═══ TASK DATA ═══

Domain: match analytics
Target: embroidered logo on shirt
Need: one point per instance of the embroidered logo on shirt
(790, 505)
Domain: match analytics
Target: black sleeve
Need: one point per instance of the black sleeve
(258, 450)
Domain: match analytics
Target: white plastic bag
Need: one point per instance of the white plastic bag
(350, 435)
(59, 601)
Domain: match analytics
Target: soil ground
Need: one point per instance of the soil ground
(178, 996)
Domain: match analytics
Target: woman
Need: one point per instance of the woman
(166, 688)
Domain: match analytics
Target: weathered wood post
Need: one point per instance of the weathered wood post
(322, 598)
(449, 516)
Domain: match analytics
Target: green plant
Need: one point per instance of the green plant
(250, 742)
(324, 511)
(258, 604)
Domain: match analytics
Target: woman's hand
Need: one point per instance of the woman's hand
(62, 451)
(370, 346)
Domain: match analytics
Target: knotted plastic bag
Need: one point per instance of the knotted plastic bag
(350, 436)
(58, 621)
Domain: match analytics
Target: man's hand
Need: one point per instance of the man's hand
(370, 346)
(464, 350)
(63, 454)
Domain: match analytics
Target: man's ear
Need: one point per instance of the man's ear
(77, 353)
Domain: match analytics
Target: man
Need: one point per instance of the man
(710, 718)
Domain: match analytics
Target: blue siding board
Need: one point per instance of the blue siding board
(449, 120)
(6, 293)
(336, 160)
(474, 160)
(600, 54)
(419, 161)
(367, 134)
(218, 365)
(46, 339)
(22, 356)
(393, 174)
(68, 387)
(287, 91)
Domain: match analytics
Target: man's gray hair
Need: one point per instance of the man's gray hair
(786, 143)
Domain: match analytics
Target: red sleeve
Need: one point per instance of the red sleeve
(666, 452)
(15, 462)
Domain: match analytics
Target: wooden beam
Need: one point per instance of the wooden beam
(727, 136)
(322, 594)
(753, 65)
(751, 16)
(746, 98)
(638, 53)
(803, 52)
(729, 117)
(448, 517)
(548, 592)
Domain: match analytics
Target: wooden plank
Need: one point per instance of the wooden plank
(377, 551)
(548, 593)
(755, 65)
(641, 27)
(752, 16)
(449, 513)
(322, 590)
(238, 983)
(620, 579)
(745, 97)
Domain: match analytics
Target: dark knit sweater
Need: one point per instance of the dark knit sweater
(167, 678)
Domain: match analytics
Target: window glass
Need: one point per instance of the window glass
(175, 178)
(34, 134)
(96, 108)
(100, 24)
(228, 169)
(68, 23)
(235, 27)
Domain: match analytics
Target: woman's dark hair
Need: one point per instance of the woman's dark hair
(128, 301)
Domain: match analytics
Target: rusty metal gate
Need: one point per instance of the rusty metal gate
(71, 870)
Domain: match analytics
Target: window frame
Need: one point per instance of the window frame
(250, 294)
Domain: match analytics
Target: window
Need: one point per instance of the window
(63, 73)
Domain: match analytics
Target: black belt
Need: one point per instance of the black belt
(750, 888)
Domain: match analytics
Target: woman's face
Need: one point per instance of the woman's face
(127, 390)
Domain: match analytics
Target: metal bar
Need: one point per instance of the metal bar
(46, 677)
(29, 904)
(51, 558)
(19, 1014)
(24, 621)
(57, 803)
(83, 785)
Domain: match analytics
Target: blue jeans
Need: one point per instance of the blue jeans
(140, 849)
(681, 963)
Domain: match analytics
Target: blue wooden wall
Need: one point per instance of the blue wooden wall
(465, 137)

═══

§ WHAT YOU SHOULD DO
Will you return exactly the lines above from the one with "Need: one point per instance of the man's hand" down to the one with "Target: wooden beam", counting both as part of the range?

§ SOLUTION
Need: one point per instance of the man's hand
(370, 346)
(464, 350)
(63, 454)
Domain: match analytics
Target: man's ear
Need: one point per instance of the man's ear
(77, 353)
Domain: match analytics
Target: man
Need: one point per instance of the man
(710, 718)
Domain: match analytics
Target: blue siding board
Need: one point per instance of the blue siding board
(449, 120)
(6, 293)
(336, 160)
(474, 160)
(600, 54)
(419, 161)
(367, 134)
(218, 365)
(46, 339)
(22, 356)
(393, 174)
(68, 387)
(287, 91)
Domain: match analytics
Target: man's gray hair
Need: one point per instance of the man's gray hair
(786, 143)
Domain: match analytics
Target: red sleeve
Need: one point per instance of the red sleeve
(666, 452)
(15, 462)
Domain: match analytics
Target: wooden beam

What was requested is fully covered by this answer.